*** Document section ***

Valorization of fly ash by nickel ferrite and vanadium oxide recovery through pyro-hydrometallurgical processes: Technical and environmental assessment

Abstract

The fly ash (FA) from the combustion of heavy oil in power stations is characterized by fine particles containing toxic metals. The sample utilized in this study was gathered from the dust precipitators of seven heavy-oil-consuming Iranian power plants. Substantial quantities of heavy metals, particularly vanadium, iron, and nickel, have been detected in the sample, indicating both its potential utility and hazard to the soil and groundwater. The harmful consequences of FA disposal on the environment have led to the adoption of recycling as a treatment approach in this study. The valorization of FA was investigated by producing nickel ferrite (NiFe2O4) and vanadium pentoxide (V2O5) through a novel approach using a combination of pyro-hydrometallurgical processes, which resulted in proposing a recycling closed-loop flowsheet. Roasting was first practiced to form NiFe2O4 by reacting the nickel and iron content of the FA. The NiFe2O4 showed a low dissolution against inorganic acids (H2SO4, HCl, and HNO3). The vanadium content of the FA showed a remarkable recovery in H2SO4 (91%) and HCl (95.6%), while the dissolution of Ni was limited to 16.85% and 17.5%, respectively. The produced NiFe2O4 acted well in response to the magnetic field, and its purity was further increased to 95–96% through a two-stage process consisting of grinding and magnetic separation. The nano-sized spherical NiFe2O4 with saturation magnetization of 34.66 and 30.82 emu. g−1 was obtained from H2SO4 and HCl residues, respectively. The dissolved vanadium was recovered as V2O5 via oxidation-precipitation in sulfate media and oxidation-ammonium precipitation in chloride solution. The purity of V2O5 in sulfate and chloride media was 93% and 98.5%, respectively. Finally, a life cycle assessment (LCA) study was performed on the suggested methods to track the ecological effects of extracting V and Ni from oil combustion FA. According to the performed LCA, H2SO4 was determined as the proper leaching reagent considering the environmental and technical aspects.

*** End of Document section ***
*** Data extracts ***

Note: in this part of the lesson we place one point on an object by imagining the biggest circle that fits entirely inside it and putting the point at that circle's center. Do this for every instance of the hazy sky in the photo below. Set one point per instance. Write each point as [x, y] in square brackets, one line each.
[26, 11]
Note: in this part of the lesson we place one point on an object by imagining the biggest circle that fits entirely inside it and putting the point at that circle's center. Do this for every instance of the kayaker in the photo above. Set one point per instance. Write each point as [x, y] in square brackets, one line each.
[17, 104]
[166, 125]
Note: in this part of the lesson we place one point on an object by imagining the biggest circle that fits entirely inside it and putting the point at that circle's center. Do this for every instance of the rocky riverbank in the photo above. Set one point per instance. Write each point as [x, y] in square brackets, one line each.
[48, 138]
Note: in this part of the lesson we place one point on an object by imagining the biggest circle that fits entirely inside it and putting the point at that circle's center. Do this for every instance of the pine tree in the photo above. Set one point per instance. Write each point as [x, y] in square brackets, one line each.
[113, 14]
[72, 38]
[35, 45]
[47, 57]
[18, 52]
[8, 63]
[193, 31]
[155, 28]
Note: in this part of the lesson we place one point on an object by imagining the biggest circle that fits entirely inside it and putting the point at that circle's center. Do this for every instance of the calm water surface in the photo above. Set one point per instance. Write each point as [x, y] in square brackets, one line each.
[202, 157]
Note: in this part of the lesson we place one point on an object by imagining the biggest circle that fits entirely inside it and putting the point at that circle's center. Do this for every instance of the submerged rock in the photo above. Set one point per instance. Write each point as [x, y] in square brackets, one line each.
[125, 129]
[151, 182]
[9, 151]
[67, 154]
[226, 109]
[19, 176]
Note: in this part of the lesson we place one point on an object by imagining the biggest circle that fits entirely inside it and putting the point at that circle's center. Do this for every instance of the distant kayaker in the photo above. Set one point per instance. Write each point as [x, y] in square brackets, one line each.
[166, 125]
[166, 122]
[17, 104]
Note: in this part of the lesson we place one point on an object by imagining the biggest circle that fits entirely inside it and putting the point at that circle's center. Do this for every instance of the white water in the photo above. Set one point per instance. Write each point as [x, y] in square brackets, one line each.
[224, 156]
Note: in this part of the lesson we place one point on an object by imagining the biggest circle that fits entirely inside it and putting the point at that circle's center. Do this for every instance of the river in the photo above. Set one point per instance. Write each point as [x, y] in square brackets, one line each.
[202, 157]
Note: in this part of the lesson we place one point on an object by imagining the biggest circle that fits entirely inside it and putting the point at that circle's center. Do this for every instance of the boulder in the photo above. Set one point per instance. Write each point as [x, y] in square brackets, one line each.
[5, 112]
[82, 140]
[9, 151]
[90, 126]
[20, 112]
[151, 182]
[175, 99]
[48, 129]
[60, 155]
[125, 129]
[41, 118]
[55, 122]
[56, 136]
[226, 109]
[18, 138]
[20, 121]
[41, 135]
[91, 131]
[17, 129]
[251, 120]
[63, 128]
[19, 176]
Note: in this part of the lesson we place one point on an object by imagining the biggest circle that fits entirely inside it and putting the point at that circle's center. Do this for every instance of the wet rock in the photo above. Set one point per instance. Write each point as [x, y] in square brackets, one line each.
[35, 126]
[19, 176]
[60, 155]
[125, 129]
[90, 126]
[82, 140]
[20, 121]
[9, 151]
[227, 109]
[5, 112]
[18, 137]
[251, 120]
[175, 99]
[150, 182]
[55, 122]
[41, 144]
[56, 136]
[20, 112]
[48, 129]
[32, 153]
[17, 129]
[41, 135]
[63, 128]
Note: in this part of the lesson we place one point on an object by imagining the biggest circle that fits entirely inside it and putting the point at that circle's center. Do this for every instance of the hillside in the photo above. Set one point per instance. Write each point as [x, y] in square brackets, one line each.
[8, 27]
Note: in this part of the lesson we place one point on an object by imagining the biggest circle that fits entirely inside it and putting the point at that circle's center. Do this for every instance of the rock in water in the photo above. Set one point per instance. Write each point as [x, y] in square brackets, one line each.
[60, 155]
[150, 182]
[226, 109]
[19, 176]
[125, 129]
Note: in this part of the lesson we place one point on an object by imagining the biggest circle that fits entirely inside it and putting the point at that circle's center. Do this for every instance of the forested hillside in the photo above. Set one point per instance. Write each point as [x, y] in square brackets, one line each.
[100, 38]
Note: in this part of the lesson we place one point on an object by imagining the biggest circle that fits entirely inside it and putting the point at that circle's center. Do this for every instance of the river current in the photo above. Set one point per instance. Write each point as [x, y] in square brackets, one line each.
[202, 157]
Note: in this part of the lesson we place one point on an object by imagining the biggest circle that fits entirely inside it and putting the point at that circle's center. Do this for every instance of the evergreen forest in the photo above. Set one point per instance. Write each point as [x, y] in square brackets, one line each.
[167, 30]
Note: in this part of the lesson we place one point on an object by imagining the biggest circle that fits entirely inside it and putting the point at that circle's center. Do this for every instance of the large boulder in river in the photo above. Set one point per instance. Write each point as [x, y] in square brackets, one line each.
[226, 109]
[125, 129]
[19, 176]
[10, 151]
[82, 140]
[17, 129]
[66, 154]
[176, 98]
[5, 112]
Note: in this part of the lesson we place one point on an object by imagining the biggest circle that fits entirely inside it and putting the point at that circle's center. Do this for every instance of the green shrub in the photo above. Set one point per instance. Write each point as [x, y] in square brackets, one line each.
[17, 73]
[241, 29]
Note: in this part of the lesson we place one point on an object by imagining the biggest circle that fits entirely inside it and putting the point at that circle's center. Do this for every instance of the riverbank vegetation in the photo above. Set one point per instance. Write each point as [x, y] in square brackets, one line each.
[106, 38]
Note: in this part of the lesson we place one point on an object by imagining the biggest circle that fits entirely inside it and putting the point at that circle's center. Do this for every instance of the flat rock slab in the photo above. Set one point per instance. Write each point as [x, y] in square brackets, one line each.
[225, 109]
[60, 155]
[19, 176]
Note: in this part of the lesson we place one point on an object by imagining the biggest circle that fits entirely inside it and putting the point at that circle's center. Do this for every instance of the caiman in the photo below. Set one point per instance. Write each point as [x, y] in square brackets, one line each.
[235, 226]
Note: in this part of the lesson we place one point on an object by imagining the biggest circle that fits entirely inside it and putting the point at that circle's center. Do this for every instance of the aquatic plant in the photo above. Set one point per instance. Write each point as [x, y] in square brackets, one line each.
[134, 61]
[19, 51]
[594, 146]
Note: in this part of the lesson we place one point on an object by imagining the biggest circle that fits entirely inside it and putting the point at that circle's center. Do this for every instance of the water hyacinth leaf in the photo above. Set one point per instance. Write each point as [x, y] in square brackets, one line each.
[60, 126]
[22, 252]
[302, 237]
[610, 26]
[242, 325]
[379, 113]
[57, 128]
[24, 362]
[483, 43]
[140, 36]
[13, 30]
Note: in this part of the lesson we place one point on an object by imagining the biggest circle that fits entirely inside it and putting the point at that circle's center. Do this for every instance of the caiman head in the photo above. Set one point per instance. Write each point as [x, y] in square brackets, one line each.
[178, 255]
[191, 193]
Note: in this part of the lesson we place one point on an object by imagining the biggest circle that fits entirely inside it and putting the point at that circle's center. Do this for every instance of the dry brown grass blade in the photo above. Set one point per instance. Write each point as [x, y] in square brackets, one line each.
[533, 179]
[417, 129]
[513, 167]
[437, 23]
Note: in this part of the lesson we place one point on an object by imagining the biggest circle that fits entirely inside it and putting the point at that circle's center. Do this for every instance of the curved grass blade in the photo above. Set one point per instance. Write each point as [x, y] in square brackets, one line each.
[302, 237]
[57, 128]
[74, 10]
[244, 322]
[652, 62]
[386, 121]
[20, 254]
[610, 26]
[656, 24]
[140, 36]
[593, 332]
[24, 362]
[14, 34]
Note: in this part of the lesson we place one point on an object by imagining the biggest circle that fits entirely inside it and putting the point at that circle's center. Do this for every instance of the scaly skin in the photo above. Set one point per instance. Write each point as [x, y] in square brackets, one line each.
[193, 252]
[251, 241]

*** End of Data extracts ***

• _Explore the material_
- a) Do these statements agree with the fly ash abstract? (i) Vanadium recovery was higher in HCl than in H2SO4. (ii) The fly ash sample came from a single power plant. (iii) The life cycle assessment favored HCl as the leaching reagent. Answer yes or no for each, quoting the deciding words.
- b) In the fly ash abstract, what process raised the purity of the NiFe2O4 to 95–96%?

• _Answer section_
- a)
(i) Yes: "The vanadium content of the FA showed a remarkable recovery in H2SO4 (91%) and HCl (95.6%)"
(ii) No: "gathered from the dust precipitators of seven heavy-oil-consuming Iranian power plants"
(iii) No: "H2SO4 was determined as the proper leaching reagent considering the environmental and technical aspects"

- b) A two-stage process of grinding and magnetic separation.